Given exercise: Render the material below as a Markdown table with the columns No. and Line, one numbered row per line, skipping blank lines. Leave the pictures out of your answer.
* begin Extracted data *
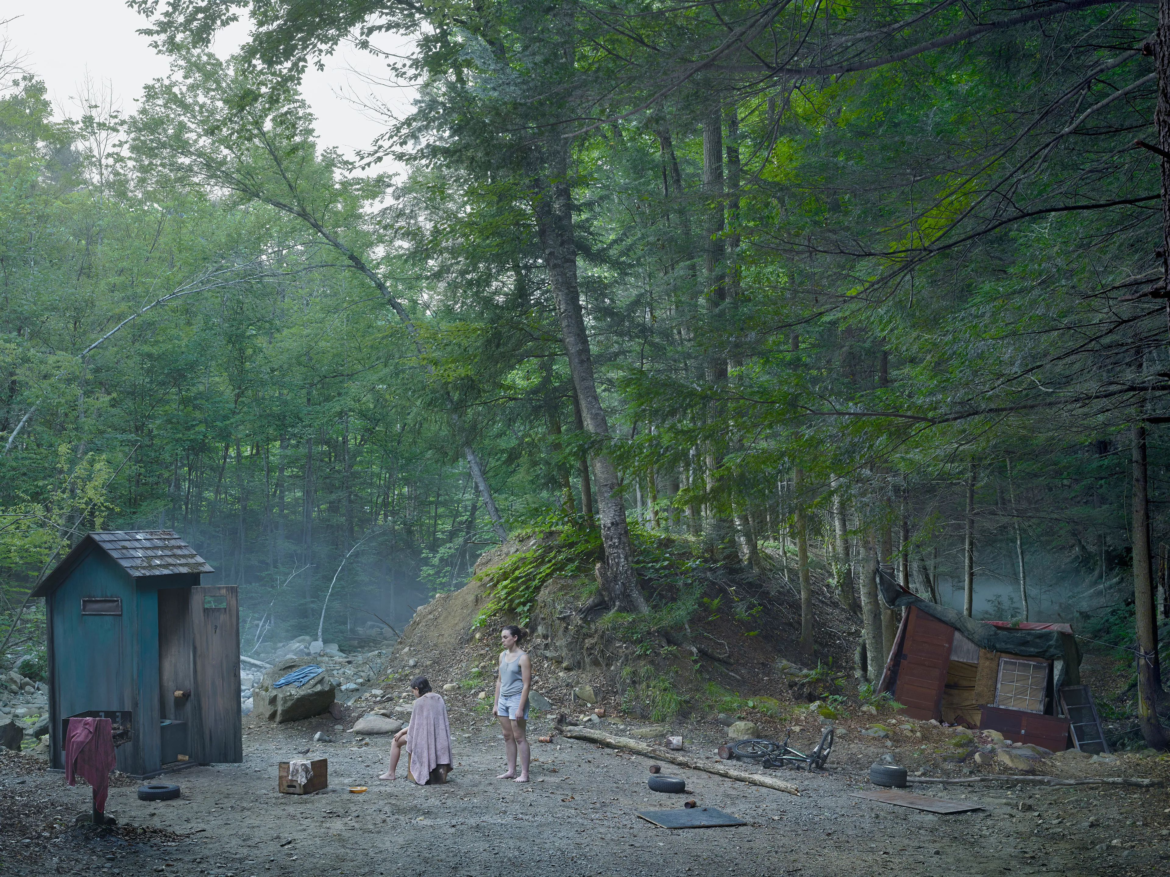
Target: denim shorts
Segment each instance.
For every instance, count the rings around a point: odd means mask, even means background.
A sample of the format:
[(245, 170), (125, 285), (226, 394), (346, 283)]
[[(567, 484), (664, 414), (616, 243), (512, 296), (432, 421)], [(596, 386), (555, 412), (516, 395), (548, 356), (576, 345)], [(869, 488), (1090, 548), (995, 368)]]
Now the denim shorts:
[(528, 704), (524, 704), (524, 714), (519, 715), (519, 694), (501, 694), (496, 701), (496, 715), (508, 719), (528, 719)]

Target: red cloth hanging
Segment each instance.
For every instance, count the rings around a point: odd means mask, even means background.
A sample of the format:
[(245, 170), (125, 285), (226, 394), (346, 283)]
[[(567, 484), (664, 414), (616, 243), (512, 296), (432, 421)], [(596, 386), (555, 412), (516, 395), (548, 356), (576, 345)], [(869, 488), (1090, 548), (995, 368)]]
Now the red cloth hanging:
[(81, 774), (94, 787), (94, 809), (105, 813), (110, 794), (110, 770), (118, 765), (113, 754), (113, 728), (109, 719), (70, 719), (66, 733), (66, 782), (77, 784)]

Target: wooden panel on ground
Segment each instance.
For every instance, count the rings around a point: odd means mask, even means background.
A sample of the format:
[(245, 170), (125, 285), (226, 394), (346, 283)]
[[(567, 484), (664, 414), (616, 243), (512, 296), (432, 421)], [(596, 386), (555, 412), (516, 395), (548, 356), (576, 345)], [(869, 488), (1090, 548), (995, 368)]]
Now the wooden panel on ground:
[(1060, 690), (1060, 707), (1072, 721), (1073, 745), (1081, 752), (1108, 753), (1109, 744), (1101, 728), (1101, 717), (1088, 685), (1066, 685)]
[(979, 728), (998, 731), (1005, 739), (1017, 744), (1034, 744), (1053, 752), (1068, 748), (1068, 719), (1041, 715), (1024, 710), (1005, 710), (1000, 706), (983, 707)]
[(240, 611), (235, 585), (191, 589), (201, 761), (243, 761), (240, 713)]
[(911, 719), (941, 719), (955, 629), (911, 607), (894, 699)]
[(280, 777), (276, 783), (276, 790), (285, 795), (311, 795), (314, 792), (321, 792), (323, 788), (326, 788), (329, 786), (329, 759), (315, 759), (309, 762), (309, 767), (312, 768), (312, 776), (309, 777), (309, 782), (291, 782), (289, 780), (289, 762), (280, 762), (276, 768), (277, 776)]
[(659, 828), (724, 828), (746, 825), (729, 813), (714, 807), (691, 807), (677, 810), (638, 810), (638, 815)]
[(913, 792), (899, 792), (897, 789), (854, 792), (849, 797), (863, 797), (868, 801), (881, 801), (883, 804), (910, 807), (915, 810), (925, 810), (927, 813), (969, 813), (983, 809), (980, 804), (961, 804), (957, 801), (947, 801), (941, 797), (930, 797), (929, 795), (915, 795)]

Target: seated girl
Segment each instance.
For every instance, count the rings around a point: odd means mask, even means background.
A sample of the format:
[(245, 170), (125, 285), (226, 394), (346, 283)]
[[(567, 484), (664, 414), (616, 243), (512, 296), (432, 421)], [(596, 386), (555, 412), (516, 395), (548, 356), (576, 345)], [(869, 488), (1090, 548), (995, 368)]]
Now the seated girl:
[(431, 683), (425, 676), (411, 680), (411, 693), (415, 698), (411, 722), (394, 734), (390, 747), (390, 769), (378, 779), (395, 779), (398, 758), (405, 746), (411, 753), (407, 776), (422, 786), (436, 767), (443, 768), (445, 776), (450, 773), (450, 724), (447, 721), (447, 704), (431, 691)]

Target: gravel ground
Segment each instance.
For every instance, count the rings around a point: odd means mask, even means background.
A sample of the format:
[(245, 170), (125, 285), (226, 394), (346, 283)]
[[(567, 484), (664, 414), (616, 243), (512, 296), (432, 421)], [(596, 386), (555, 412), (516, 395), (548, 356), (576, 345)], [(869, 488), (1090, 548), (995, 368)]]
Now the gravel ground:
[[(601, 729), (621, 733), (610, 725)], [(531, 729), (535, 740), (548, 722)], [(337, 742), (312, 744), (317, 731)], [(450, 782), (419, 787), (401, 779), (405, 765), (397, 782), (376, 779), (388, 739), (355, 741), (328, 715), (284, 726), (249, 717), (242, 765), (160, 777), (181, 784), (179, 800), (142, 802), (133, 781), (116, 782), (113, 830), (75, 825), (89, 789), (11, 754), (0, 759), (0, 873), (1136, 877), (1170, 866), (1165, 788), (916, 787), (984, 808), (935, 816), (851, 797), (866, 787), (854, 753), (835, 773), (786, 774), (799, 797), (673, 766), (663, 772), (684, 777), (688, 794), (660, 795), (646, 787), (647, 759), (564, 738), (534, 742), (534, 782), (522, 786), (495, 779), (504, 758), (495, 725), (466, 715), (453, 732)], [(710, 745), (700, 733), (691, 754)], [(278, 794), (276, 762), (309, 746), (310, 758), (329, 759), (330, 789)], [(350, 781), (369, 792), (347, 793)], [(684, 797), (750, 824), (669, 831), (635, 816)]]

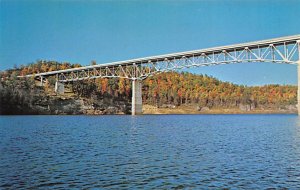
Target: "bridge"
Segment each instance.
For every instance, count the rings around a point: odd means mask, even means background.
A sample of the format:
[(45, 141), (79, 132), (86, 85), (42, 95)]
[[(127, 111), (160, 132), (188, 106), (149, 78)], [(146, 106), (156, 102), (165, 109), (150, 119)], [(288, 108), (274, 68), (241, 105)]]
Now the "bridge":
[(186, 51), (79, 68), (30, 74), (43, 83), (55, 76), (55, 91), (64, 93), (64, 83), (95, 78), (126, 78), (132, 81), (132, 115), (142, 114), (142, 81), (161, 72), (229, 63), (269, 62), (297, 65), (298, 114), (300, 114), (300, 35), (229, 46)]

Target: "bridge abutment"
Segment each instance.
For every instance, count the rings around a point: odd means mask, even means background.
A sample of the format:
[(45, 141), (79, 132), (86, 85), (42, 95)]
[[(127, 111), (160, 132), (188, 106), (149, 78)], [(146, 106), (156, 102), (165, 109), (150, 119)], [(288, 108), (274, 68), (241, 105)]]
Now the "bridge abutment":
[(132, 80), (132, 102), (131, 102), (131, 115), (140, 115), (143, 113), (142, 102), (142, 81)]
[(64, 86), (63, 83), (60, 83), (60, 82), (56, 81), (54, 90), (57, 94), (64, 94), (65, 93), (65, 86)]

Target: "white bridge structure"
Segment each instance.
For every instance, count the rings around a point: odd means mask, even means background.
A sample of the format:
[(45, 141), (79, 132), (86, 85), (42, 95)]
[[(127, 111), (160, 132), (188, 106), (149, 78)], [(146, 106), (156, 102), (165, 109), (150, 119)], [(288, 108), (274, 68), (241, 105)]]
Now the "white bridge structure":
* end Extracted data *
Complete answer:
| No. | Line |
|---|---|
| 1 | Target: denim shorts |
| 2 | Segment each instance. |
| 3 | For every instance, count the rings around a point: odd means mask, even means background. |
| 4 | A sample of the format: |
| 5 | [(245, 170), (125, 285), (226, 394), (346, 283)] |
| 6 | [[(567, 484), (664, 414), (616, 243), (512, 296), (432, 421)], [(596, 386), (555, 412), (516, 395), (548, 356), (576, 345)], [(869, 488), (1090, 548), (995, 368)]] |
| 7 | Now the denim shorts: |
| 8 | [(528, 704), (524, 704), (524, 714), (519, 715), (519, 694), (501, 694), (496, 701), (496, 715), (508, 719), (528, 719)] |
| 9 | Target: red cloth hanging |
| 10 | Segment each instance. |
| 11 | For every instance, count the rings around a point: odd means mask, even means background. |
| 12 | A sample of the format: |
| 13 | [(245, 170), (125, 285), (226, 394), (346, 283)] |
| 14 | [[(567, 484), (664, 414), (616, 243), (512, 296), (432, 421)], [(596, 386), (555, 412), (516, 395), (548, 356), (576, 345)], [(869, 488), (1090, 548), (995, 368)]] |
| 15 | Now the red cloth hanging: |
| 16 | [(81, 774), (94, 787), (94, 809), (105, 813), (110, 794), (110, 770), (118, 765), (113, 754), (113, 728), (109, 719), (70, 719), (66, 733), (66, 782), (77, 784)] |
| 17 | Target: wooden panel on ground |
| 18 | Segment each instance. |
| 19 | For every instance, count the rings around a point: odd means mask, even means background. |
| 20 | A sample of the format: |
| 21 | [(245, 170), (125, 285), (226, 394), (346, 283)] |
| 22 | [[(567, 484), (664, 414), (616, 243), (512, 296), (432, 421)], [(596, 386), (555, 412), (516, 395), (548, 356), (576, 345)], [(869, 488), (1090, 548), (995, 368)]] |
| 23 | Now the wooden panel on ground: |
| 24 | [(1060, 690), (1060, 707), (1072, 721), (1073, 745), (1081, 752), (1108, 753), (1109, 744), (1101, 728), (1101, 717), (1088, 685), (1066, 685)] |
| 25 | [(979, 728), (998, 731), (1005, 739), (1017, 744), (1034, 744), (1053, 752), (1068, 748), (1068, 719), (1041, 715), (1024, 710), (1005, 710), (1000, 706), (983, 707)] |
| 26 | [(240, 611), (235, 585), (191, 589), (201, 761), (243, 761), (240, 713)] |
| 27 | [(911, 719), (941, 719), (955, 629), (911, 607), (894, 699)] |
| 28 | [(280, 777), (276, 783), (276, 790), (285, 795), (311, 795), (314, 792), (321, 792), (323, 788), (326, 788), (329, 786), (329, 759), (315, 759), (309, 762), (309, 767), (312, 768), (312, 776), (309, 777), (309, 782), (291, 782), (289, 780), (289, 762), (280, 762), (276, 768), (277, 776)] |
| 29 | [(659, 828), (724, 828), (746, 825), (729, 813), (714, 807), (691, 807), (677, 810), (638, 810), (638, 815)] |
| 30 | [(913, 792), (899, 792), (897, 789), (854, 792), (849, 797), (863, 797), (868, 801), (881, 801), (883, 804), (910, 807), (915, 810), (925, 810), (927, 813), (969, 813), (983, 809), (980, 804), (961, 804), (957, 801), (947, 801), (941, 797), (930, 797), (929, 795), (915, 795)] |
| 31 | Target: seated girl |
| 32 | Segment each instance. |
| 33 | For every instance, count the rings around a point: odd means mask, even means background. |
| 34 | A sample of the format: |
| 35 | [(245, 170), (125, 285), (226, 394), (346, 283)] |
| 36 | [[(567, 484), (664, 414), (616, 243), (512, 296), (432, 421)], [(596, 386), (555, 412), (516, 395), (548, 356), (576, 345)], [(869, 488), (1090, 548), (995, 368)]] |
| 37 | Now the seated girl: |
| 38 | [(431, 683), (425, 676), (411, 680), (411, 693), (415, 698), (411, 722), (394, 734), (390, 747), (390, 769), (378, 779), (395, 779), (398, 758), (405, 746), (411, 753), (407, 776), (422, 786), (436, 767), (443, 768), (445, 776), (450, 773), (450, 724), (447, 721), (447, 704), (431, 691)] |
| 39 | Target: gravel ground |
| 40 | Segment each instance. |
| 41 | For every instance, count the rings around a point: odd means mask, even means background. |
| 42 | A sample of the format: |
| 43 | [(245, 170), (125, 285), (226, 394), (346, 283)] |
| 44 | [[(567, 484), (664, 414), (616, 243), (512, 296), (432, 421)], [(596, 386), (555, 412), (516, 395), (548, 356), (576, 345)], [(869, 488), (1090, 548), (995, 368)]] |
| 45 | Now the gravel ground: |
| 46 | [[(601, 729), (621, 733), (610, 725)], [(531, 729), (535, 740), (548, 722)], [(337, 742), (312, 744), (317, 731)], [(450, 782), (419, 787), (401, 779), (405, 765), (397, 782), (376, 779), (388, 739), (355, 741), (328, 715), (284, 726), (249, 717), (242, 765), (160, 777), (181, 784), (179, 800), (142, 802), (133, 781), (116, 782), (113, 830), (75, 825), (89, 789), (11, 754), (0, 759), (0, 873), (1136, 877), (1170, 866), (1165, 788), (916, 787), (984, 808), (935, 816), (851, 797), (866, 787), (854, 753), (835, 773), (786, 774), (799, 797), (673, 766), (663, 772), (684, 777), (688, 794), (660, 795), (646, 787), (647, 759), (564, 738), (534, 742), (534, 782), (522, 786), (495, 779), (504, 758), (495, 725), (466, 715), (453, 732)], [(710, 745), (700, 733), (691, 754)], [(278, 794), (276, 762), (309, 746), (310, 758), (329, 759), (330, 789)], [(350, 781), (369, 792), (347, 793)], [(684, 797), (750, 824), (669, 831), (635, 816)]] |
| 47 | Target: "bridge" |
| 48 | Segment each instance. |
| 49 | For every instance, count the rings around a point: odd means mask, even means background. |
| 50 | A sample of the format: |
| 51 | [(45, 141), (79, 132), (86, 85), (42, 95)] |
| 52 | [[(127, 111), (160, 132), (188, 106), (149, 78)], [(146, 106), (156, 102), (165, 109), (150, 119)], [(288, 108), (274, 68), (241, 105)]] |
| 53 | Now the "bridge": |
| 54 | [(186, 51), (79, 68), (30, 74), (43, 83), (55, 76), (55, 91), (64, 93), (64, 83), (95, 78), (126, 78), (132, 81), (132, 115), (142, 114), (142, 81), (161, 72), (229, 63), (269, 62), (297, 65), (298, 114), (300, 114), (300, 35), (229, 46)] |
| 55 | Target: "bridge abutment" |
| 56 | Segment each instance. |
| 57 | For every instance, count the rings around a point: odd means mask, even means background. |
| 58 | A sample of the format: |
| 59 | [(45, 141), (79, 132), (86, 85), (42, 95)] |
| 60 | [[(127, 111), (160, 132), (188, 106), (149, 78)], [(146, 106), (156, 102), (165, 109), (150, 119)], [(288, 108), (274, 68), (241, 105)]] |
| 61 | Now the "bridge abutment": |
| 62 | [(132, 80), (132, 102), (131, 102), (131, 115), (140, 115), (143, 113), (142, 102), (142, 81)] |
| 63 | [(64, 86), (63, 83), (60, 83), (60, 82), (56, 81), (54, 90), (57, 94), (64, 94), (65, 93), (65, 86)] |
| 64 | Target: "white bridge structure" |
| 65 | Segment each instance. |
| 66 | For every instance, count the rings around a point: odd means mask, even means background. |
| 67 | A sample of the format: |
| 68 | [(45, 141), (79, 132), (86, 85), (42, 95)] |
| 69 | [[(127, 111), (160, 132), (188, 106), (149, 78)], [(146, 106), (156, 102), (165, 109), (150, 119)], [(288, 108), (274, 68), (241, 105)]] |
| 70 | Now the "white bridge structure": |